**WHAT YOU NEED TO DO**
The line containing "One point marks each instance of the blue gradient" marks the start; repeat it and every following line exactly through the end of the entries.

**SUPPLIED MATERIAL**

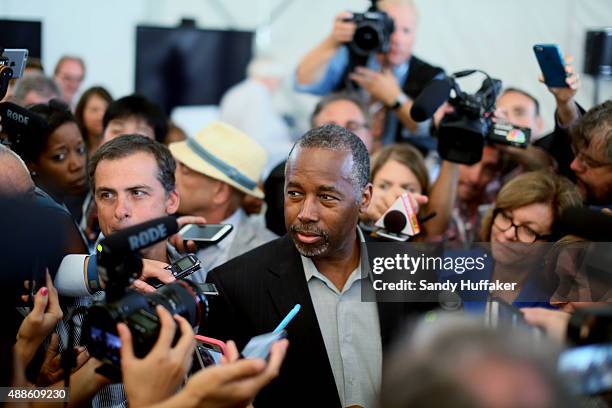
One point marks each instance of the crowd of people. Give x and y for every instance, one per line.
x=303, y=214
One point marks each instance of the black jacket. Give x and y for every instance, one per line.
x=258, y=289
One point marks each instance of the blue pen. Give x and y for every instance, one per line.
x=281, y=326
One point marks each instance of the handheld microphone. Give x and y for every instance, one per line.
x=19, y=122
x=77, y=276
x=139, y=236
x=593, y=225
x=430, y=99
x=399, y=222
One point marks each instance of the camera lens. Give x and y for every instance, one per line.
x=182, y=298
x=366, y=39
x=138, y=312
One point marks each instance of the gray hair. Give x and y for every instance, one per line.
x=444, y=348
x=334, y=137
x=38, y=83
x=595, y=124
x=128, y=145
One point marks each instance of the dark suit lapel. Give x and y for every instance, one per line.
x=288, y=287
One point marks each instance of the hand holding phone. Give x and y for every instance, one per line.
x=208, y=352
x=259, y=346
x=552, y=65
x=205, y=234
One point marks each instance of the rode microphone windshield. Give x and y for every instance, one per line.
x=139, y=236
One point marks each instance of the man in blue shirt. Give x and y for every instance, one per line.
x=392, y=80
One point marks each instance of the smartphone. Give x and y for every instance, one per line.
x=587, y=369
x=552, y=65
x=507, y=134
x=208, y=351
x=179, y=269
x=259, y=346
x=17, y=58
x=500, y=313
x=205, y=234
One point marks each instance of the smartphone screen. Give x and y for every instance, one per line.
x=17, y=60
x=208, y=356
x=507, y=134
x=552, y=65
x=210, y=233
x=588, y=369
x=259, y=346
x=208, y=352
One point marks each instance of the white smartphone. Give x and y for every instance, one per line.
x=17, y=58
x=259, y=346
x=205, y=234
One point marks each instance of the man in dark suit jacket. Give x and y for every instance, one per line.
x=326, y=189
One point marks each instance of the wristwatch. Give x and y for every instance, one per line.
x=399, y=101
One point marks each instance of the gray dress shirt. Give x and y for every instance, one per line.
x=351, y=333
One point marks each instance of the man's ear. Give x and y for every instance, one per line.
x=33, y=167
x=366, y=197
x=221, y=192
x=172, y=202
x=539, y=126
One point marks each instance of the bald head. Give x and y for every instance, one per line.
x=14, y=175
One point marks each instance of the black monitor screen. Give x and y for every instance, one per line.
x=21, y=34
x=189, y=66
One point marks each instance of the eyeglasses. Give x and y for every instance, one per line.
x=522, y=233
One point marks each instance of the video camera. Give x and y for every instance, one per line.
x=119, y=264
x=462, y=133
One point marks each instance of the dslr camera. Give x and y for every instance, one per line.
x=463, y=133
x=373, y=32
x=119, y=264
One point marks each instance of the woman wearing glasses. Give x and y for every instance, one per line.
x=526, y=215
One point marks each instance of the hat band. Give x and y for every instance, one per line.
x=220, y=165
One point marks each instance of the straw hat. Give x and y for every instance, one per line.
x=224, y=153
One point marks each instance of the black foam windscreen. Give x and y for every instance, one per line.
x=593, y=225
x=140, y=236
x=395, y=221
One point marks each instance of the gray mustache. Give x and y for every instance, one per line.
x=310, y=229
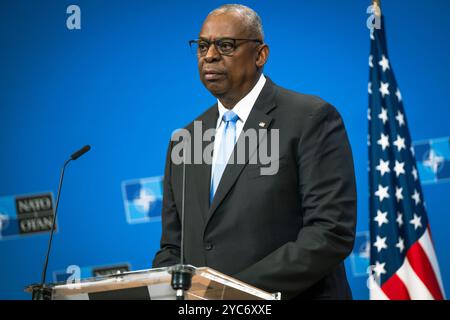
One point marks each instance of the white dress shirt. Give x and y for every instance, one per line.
x=242, y=109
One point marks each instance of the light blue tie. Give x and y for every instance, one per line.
x=225, y=149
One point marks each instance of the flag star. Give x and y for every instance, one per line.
x=400, y=143
x=384, y=141
x=399, y=168
x=433, y=162
x=399, y=219
x=400, y=244
x=384, y=62
x=383, y=167
x=399, y=193
x=416, y=222
x=383, y=115
x=384, y=89
x=414, y=173
x=399, y=95
x=400, y=118
x=416, y=197
x=380, y=244
x=382, y=192
x=381, y=218
x=379, y=268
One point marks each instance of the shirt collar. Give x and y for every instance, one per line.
x=245, y=105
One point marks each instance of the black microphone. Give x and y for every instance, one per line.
x=41, y=292
x=80, y=152
x=182, y=274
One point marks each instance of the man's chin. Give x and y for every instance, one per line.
x=216, y=88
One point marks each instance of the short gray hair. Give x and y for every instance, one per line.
x=251, y=18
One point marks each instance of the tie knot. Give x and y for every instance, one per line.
x=230, y=116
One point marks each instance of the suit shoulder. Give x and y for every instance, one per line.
x=295, y=102
x=208, y=114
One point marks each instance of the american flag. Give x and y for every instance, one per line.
x=402, y=257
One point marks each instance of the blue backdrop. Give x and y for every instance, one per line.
x=127, y=79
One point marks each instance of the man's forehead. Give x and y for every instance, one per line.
x=226, y=25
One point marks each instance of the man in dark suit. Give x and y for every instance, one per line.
x=287, y=231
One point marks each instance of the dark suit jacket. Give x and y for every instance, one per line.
x=288, y=232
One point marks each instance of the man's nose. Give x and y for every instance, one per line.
x=212, y=53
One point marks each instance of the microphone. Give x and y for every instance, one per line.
x=182, y=274
x=80, y=152
x=41, y=292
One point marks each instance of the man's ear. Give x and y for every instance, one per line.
x=263, y=55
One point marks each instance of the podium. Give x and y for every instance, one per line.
x=155, y=284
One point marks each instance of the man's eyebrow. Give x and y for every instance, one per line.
x=217, y=38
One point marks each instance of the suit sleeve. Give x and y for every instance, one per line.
x=328, y=194
x=169, y=253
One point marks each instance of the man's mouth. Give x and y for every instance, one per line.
x=212, y=75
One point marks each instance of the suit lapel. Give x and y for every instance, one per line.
x=202, y=172
x=263, y=105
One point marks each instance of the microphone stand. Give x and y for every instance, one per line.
x=182, y=274
x=41, y=291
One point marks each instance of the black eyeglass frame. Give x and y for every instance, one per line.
x=217, y=44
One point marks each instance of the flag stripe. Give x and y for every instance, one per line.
x=375, y=291
x=417, y=290
x=427, y=245
x=422, y=267
x=395, y=289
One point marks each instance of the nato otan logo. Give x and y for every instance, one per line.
x=433, y=160
x=25, y=215
x=359, y=258
x=143, y=199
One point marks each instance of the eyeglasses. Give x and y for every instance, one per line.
x=225, y=46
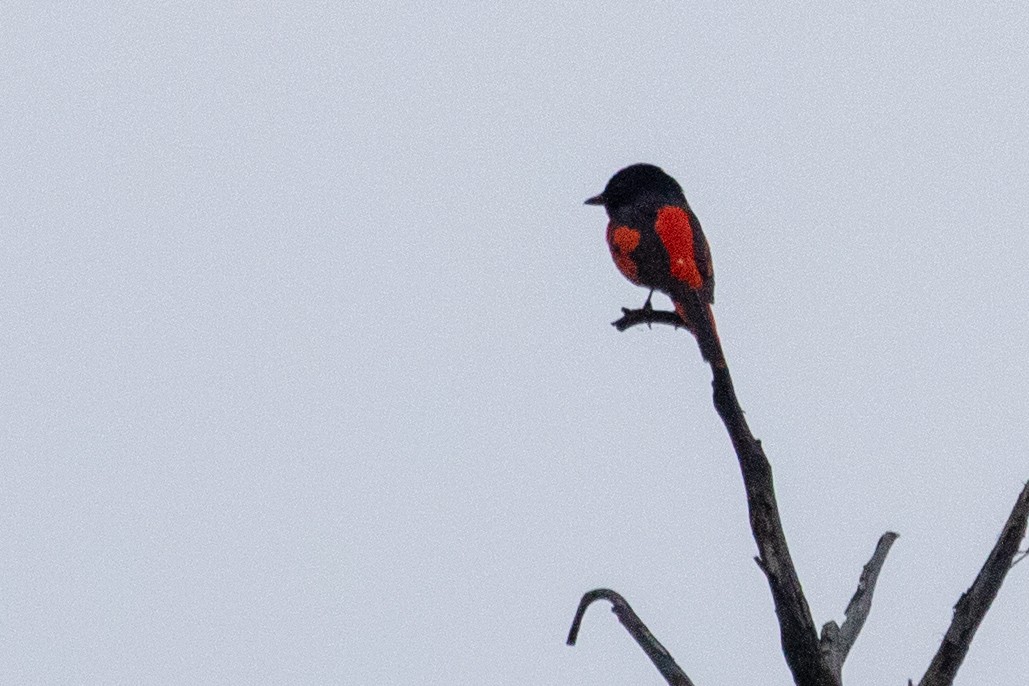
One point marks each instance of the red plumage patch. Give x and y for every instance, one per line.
x=677, y=235
x=623, y=242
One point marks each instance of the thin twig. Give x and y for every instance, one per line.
x=646, y=316
x=796, y=628
x=837, y=641
x=657, y=652
x=974, y=603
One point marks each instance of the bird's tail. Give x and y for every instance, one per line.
x=699, y=319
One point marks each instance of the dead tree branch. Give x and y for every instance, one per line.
x=837, y=641
x=974, y=603
x=657, y=652
x=812, y=662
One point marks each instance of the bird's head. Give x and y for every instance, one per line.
x=638, y=187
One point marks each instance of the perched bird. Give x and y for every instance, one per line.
x=657, y=242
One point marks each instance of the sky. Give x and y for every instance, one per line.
x=306, y=359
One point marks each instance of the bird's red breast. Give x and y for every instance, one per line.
x=676, y=233
x=623, y=241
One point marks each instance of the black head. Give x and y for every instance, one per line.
x=639, y=184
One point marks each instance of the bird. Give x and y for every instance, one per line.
x=657, y=242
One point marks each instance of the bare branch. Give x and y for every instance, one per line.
x=796, y=628
x=657, y=652
x=648, y=316
x=974, y=603
x=837, y=641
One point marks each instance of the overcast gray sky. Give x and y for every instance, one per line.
x=306, y=359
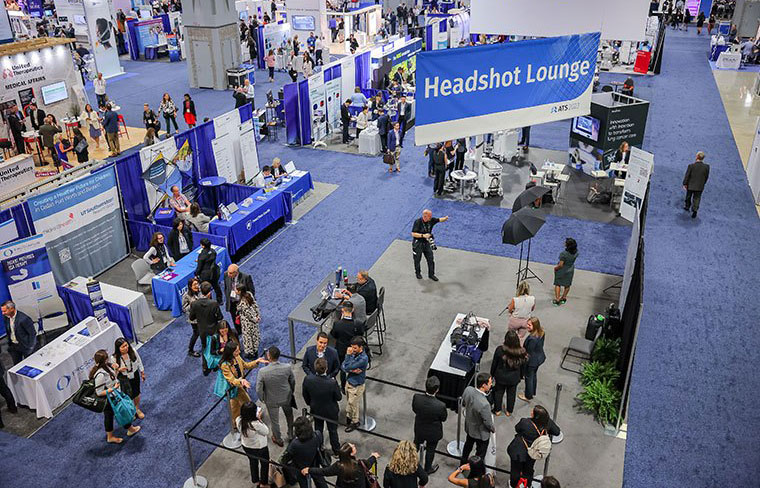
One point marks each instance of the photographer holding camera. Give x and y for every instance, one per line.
x=424, y=243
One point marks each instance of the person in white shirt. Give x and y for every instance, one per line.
x=100, y=89
x=253, y=437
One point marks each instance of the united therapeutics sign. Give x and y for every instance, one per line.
x=476, y=90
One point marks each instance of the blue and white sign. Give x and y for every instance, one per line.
x=82, y=225
x=477, y=90
x=26, y=269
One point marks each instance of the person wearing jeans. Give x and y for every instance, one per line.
x=355, y=365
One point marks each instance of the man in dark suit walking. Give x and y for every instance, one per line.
x=322, y=395
x=22, y=336
x=430, y=414
x=694, y=183
x=207, y=313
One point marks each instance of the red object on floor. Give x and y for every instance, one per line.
x=642, y=62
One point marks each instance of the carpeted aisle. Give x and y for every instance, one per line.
x=693, y=418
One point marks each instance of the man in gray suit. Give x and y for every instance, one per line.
x=478, y=421
x=274, y=386
x=694, y=183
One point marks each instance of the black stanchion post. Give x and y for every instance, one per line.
x=195, y=480
x=455, y=447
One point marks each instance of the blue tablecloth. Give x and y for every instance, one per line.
x=164, y=216
x=79, y=307
x=167, y=294
x=247, y=222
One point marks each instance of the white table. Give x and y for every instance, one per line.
x=65, y=363
x=139, y=311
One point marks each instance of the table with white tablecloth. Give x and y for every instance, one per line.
x=61, y=367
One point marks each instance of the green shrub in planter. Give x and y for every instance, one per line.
x=602, y=399
x=599, y=371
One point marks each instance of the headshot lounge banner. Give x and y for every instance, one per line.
x=82, y=224
x=477, y=90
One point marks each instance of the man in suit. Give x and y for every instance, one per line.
x=382, y=129
x=232, y=278
x=345, y=120
x=321, y=394
x=22, y=336
x=478, y=422
x=206, y=312
x=366, y=287
x=343, y=331
x=321, y=350
x=404, y=114
x=394, y=145
x=275, y=385
x=429, y=415
x=694, y=183
x=36, y=115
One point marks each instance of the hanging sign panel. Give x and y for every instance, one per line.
x=477, y=90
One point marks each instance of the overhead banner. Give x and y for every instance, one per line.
x=82, y=225
x=30, y=280
x=477, y=90
x=100, y=28
x=616, y=19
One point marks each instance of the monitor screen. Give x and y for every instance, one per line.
x=302, y=22
x=586, y=126
x=54, y=92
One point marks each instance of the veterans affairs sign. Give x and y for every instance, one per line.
x=470, y=91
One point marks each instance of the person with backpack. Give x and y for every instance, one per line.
x=531, y=442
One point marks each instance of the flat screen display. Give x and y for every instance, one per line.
x=54, y=92
x=587, y=127
x=302, y=22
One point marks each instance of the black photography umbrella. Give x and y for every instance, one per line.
x=521, y=226
x=529, y=196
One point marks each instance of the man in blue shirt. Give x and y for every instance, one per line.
x=321, y=350
x=355, y=365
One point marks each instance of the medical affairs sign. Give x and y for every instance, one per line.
x=477, y=90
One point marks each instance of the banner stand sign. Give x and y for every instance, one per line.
x=478, y=90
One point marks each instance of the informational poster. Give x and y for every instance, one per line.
x=249, y=151
x=636, y=181
x=27, y=271
x=82, y=224
x=476, y=90
x=16, y=173
x=100, y=28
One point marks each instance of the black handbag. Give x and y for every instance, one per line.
x=86, y=397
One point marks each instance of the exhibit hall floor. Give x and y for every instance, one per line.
x=419, y=314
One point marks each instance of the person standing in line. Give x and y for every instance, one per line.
x=253, y=437
x=527, y=431
x=355, y=366
x=191, y=295
x=423, y=243
x=22, y=336
x=275, y=385
x=478, y=423
x=564, y=271
x=188, y=111
x=129, y=364
x=99, y=84
x=321, y=350
x=534, y=346
x=694, y=181
x=520, y=309
x=206, y=313
x=111, y=126
x=106, y=382
x=322, y=394
x=429, y=415
x=507, y=366
x=169, y=109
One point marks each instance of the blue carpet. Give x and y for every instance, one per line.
x=693, y=418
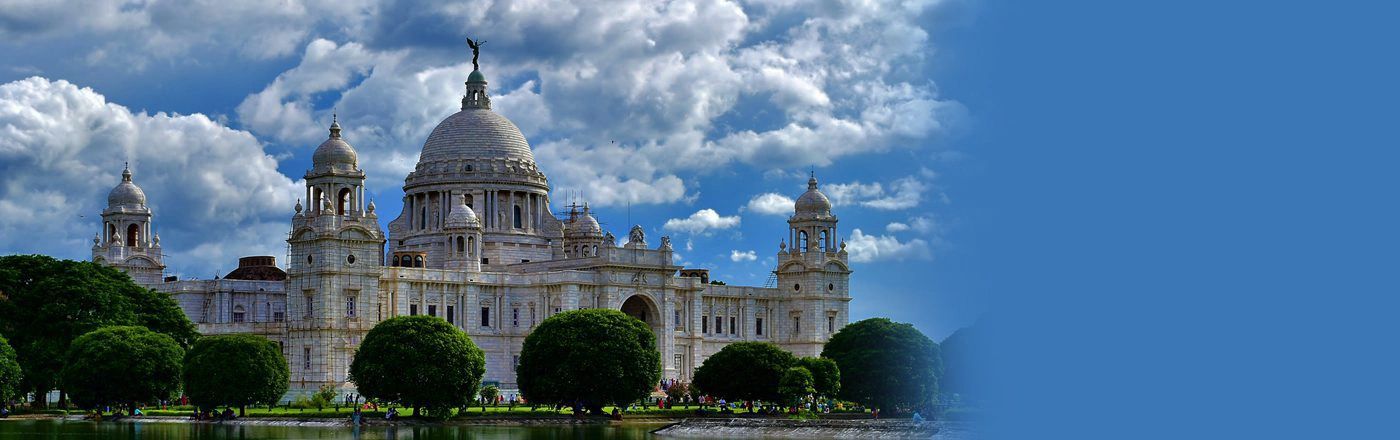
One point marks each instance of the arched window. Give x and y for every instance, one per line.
x=342, y=201
x=132, y=231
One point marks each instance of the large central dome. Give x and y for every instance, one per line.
x=475, y=133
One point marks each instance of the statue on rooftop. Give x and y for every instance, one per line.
x=476, y=52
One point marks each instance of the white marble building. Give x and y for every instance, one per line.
x=479, y=245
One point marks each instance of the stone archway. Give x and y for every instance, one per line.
x=643, y=308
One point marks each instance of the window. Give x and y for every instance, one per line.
x=342, y=201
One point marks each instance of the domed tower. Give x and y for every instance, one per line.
x=333, y=273
x=583, y=234
x=464, y=231
x=814, y=272
x=482, y=156
x=128, y=241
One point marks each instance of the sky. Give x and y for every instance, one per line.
x=696, y=119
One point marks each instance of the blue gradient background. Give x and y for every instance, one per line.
x=1189, y=217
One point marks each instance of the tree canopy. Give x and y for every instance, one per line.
x=235, y=370
x=885, y=365
x=826, y=376
x=745, y=370
x=122, y=365
x=419, y=362
x=10, y=374
x=795, y=386
x=46, y=303
x=588, y=359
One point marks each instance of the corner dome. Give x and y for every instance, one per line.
x=126, y=192
x=812, y=202
x=475, y=133
x=335, y=152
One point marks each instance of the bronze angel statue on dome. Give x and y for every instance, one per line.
x=476, y=51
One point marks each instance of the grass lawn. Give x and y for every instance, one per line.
x=503, y=411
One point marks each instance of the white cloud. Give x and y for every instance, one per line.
x=900, y=194
x=636, y=91
x=770, y=203
x=214, y=192
x=702, y=222
x=870, y=248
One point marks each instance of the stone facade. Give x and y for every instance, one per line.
x=478, y=244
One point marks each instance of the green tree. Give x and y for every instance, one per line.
x=122, y=365
x=587, y=359
x=489, y=395
x=419, y=362
x=795, y=386
x=745, y=370
x=235, y=370
x=678, y=393
x=48, y=303
x=10, y=373
x=885, y=365
x=826, y=376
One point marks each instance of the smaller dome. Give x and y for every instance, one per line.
x=812, y=202
x=126, y=192
x=461, y=216
x=335, y=152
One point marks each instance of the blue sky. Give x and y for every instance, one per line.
x=695, y=119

**THE COMPLETED TASK**
One point marks each instance of the blue gradient background. Give x and y for every instance, one per line.
x=1189, y=217
One point marks each instance of the tree canopy. Give x and y for every instance, one per line.
x=235, y=370
x=885, y=365
x=826, y=376
x=745, y=370
x=122, y=365
x=419, y=362
x=10, y=374
x=795, y=386
x=46, y=303
x=588, y=359
One point marks each instance of the corner dome. Give x and y for every instance, one per line.
x=126, y=192
x=812, y=202
x=475, y=133
x=335, y=152
One point marks each instance of the bronze angel statue on dome. Give x and y for every instance, one per line.
x=476, y=51
One point marks each instance of the grass lawn. Give x and y for every instance, one per line.
x=503, y=411
One point marks each instance of the white cloud. Give x and y for every instance, one per line.
x=900, y=194
x=636, y=91
x=770, y=203
x=214, y=192
x=702, y=222
x=870, y=248
One point marks each instance of the stone facade. Give x and y for every instance, one per line.
x=478, y=244
One point marks each instance of the green tree. Give x and y for every instance, one per line.
x=122, y=365
x=587, y=359
x=489, y=395
x=419, y=362
x=795, y=386
x=745, y=370
x=235, y=370
x=678, y=393
x=48, y=303
x=10, y=373
x=885, y=365
x=826, y=376
One point marks each instance of the smaller dome. Give x and y for every instance, one per line.
x=812, y=202
x=126, y=192
x=461, y=216
x=335, y=152
One point marks each instance of the blue sky. Give x and y for every instance, one per line.
x=695, y=119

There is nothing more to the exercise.